Swap "pixel coordinates" for "exact coordinates" everywhere in the lines below and leave the rest untouched.

--- Start of Available records ---

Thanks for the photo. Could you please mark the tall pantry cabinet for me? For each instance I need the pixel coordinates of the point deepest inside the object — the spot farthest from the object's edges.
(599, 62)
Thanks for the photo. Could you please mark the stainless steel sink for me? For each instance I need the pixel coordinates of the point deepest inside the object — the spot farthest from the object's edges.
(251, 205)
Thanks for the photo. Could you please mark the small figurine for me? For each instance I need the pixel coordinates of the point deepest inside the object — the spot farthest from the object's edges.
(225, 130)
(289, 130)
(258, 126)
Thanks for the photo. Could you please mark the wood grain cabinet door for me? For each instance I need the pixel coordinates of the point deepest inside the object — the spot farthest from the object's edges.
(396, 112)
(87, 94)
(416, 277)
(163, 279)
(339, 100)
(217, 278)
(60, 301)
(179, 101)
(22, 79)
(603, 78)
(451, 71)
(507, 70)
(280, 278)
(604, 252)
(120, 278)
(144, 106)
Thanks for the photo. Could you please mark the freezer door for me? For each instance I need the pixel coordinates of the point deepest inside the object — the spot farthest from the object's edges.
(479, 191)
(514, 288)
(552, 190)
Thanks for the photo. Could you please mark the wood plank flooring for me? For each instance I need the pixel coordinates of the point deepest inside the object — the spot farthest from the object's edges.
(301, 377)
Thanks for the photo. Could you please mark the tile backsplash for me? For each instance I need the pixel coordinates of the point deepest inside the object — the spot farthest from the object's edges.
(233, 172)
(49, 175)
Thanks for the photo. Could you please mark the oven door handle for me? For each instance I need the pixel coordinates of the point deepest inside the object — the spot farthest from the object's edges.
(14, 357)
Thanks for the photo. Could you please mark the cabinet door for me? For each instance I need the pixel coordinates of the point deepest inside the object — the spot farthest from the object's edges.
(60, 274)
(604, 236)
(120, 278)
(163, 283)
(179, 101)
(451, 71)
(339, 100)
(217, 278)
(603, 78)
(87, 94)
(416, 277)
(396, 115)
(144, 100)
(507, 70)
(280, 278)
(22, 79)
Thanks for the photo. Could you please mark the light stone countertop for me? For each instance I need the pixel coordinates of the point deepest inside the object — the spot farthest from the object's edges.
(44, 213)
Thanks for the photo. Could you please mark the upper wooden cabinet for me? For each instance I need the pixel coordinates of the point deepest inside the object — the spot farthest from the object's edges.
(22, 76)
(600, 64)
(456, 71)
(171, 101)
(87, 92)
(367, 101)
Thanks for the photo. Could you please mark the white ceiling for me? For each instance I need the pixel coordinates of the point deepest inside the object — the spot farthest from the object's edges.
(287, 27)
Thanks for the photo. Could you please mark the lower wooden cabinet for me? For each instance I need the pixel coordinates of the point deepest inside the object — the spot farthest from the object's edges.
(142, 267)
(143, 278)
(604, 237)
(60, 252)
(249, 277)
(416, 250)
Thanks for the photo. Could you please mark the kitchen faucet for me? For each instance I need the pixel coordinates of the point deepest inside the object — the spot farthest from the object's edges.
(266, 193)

--- End of Available records ---

* **Finished answer**:
Thanks for the photo. Could you please mark the tall pantry cabinet for me? For each instance I need the exact coordinates of the point deepest inside the object — the spot farthest from the object's edges.
(599, 62)
Thanks for the photo. Could you please mark the stainless steel sink for me? For each instance I need the exact coordinates of the point deepest inside the object — the spot farthest from the object's edges.
(251, 205)
Thanks for the photo. Could you please mark the small figurine for me? For each instance I need the exact coordinates of the point deepest inside the object — the spot farthest from the object's edges.
(225, 130)
(289, 130)
(258, 126)
Thanks for the photo. Could you please mark the wood grain cabinet door for me? For each instance I need the exact coordinates of the point deepest inside the object — the spot farthest from the object's edges.
(396, 112)
(87, 94)
(416, 277)
(163, 279)
(339, 100)
(217, 278)
(60, 301)
(179, 101)
(22, 79)
(603, 78)
(451, 71)
(507, 70)
(280, 278)
(604, 252)
(120, 278)
(144, 106)
Thanks for the photo. Could you please mark the freezer door for me? For each instance I need the exact coordinates of the point deepest inside the object — the spot farthest from the object's edges.
(479, 191)
(514, 288)
(552, 190)
Thanks for the photo. Could you please mark the wood plank flooring for me? For each instance I need the exact coordinates of the point deepest inside the object — the spot farthest from the object's edges.
(301, 377)
Thanks for the photo. Could you please mark the tile backsplash for me? For each instance I need the exact coordinates of the point deepest inside the object — the spot farthest from the object's edges.
(233, 172)
(49, 175)
Thanks for the photo. Could you please mark the oven door handle for me? For each instance I need the exact coordinates of the point deepest inside the object — the spot farthest from the object's edges.
(14, 357)
Thanks for the photo. Could you please mark the cabinet door for me? For each instance I need the exact coordinates of the point deepest inside the object — the spot farthest from the object's edges.
(60, 274)
(604, 236)
(120, 278)
(163, 283)
(179, 101)
(451, 71)
(339, 100)
(217, 278)
(603, 78)
(87, 94)
(416, 277)
(396, 115)
(144, 100)
(507, 70)
(280, 278)
(22, 79)
Thanks for the photo. Could you please mark the light stone countertop for me? For each instance I need the exact coordinates of the point deepest inside the object — the spot farthest from the object's edges.
(44, 213)
Thanks for the photo. Could you please mark the upper wooden cabinet for me? For each instance I need the exact coordinates of the point deepest inside the object — the spot farthest from the object's edges.
(22, 76)
(600, 64)
(456, 71)
(171, 101)
(87, 92)
(367, 101)
Thanks for the photo. Could you please mark the white ceiling for me? For each instance I need the exact coordinates of the point deepest inside the object — the spot farthest from the object's edges.
(287, 27)
Thanks for the photo. Could you please mark the lower wooden cabinet for me? For each instance I need the exact coordinates of the point deepest inside the object — the spot farthest from the object's edges.
(142, 267)
(143, 278)
(604, 237)
(60, 252)
(249, 277)
(416, 250)
Thanks for the photo. Could you please mark the kitchen faucet for me? For each instance I need the exact coordinates of the point deepest inside the object — the spot farthest from the object's edges.
(266, 193)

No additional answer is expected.